SOURCE PASSAGE:
++++
Paris is looking forward to being home to the largest rooftop farm in the world. It is estimated that the farm will produce about 2000 pounds of produce in a day during peak season. Let us have a look at how this trend is being picked up all over the world.

Urban farming company Agripolis is bringing what will be the world’s largest rooftop urban farm to Paris to get city dwellers closer to nature and sustainably produce a wide assortment of fruits and vegetables that they can include in their diet. This 1,50,000-square-foot sprawling green space will be atop the Exhibition Centre at Porte De Versailles when it will open up in 2020. The urban farm is a significant part of the decade-long renovation project to make the exhibition center a model for sustainable development as the rest of Paris’ infrastructure follows suit. The produce will be grown entirely organically in an aeroponic manner, meaning they’ll be arranged vertically above ground in crop columns and fed by a rain of water and biological nutrients. Agripolis hopes that the farm will establish itself as a model for the rest of the world. “By installing working farms on the sites we operate, we are helping to foster environmental and economic resilience,” says Agripolis founder Pascal Harder, noting this is the organization’s core principle.

In New York City, urban farming is changing the way communities approach food production, sustainability, and socialization. Farming in a concrete jungle seems like a utopian idea prima facie, yet transforming one of the world’s largest cities into a sustainable metropolis is exactly what urbanites are aiming for one farm at a time. Urban farming is an agricultural revolution aiding the change of global urban landscapes, even in Brooklyn. From rooftop-grown organic herbs to brownstone backyard tomato plants, urban farming is creating green utopias in otherwise unused or abandoned metropolitan spaces.
++++
ENTRIES SHOWN:
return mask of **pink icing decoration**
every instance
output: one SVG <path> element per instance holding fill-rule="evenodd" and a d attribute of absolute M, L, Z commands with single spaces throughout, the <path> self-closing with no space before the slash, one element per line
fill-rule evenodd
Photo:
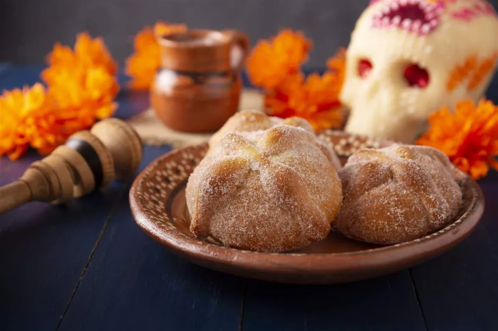
<path fill-rule="evenodd" d="M 372 27 L 402 29 L 424 36 L 439 25 L 442 11 L 440 4 L 430 2 L 386 1 L 374 15 Z"/>
<path fill-rule="evenodd" d="M 496 15 L 491 4 L 485 2 L 481 2 L 474 4 L 473 6 L 465 7 L 451 13 L 451 16 L 454 19 L 467 22 L 485 15 Z"/>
++++
THINGS TO DO:
(a) Copy the part of the urban farming passage that opens with the words containing "Paris is looking" and closes with "over the world.", substituting "roof garden" for "rooftop farm".
(b) Using the urban farming passage, answer these questions:
(i) Which company is bringing the rooftop farm to Paris?
(ii) In what year is the Paris farm expected to open?
(iii) Which part of New York City is named as a place where urban farming is changing the landscape?

SOLUTIONS TO EACH TASK:
(a)
Paris is looking forward to being home to the largest roof garden in the world. It is estimated that the farm will produce about 2000 pounds of produce in a day during peak season. Let us have a look at how this trend is being picked up all over the world.

(b)
(i) Agripolis
(ii) 2020
(iii) Brooklyn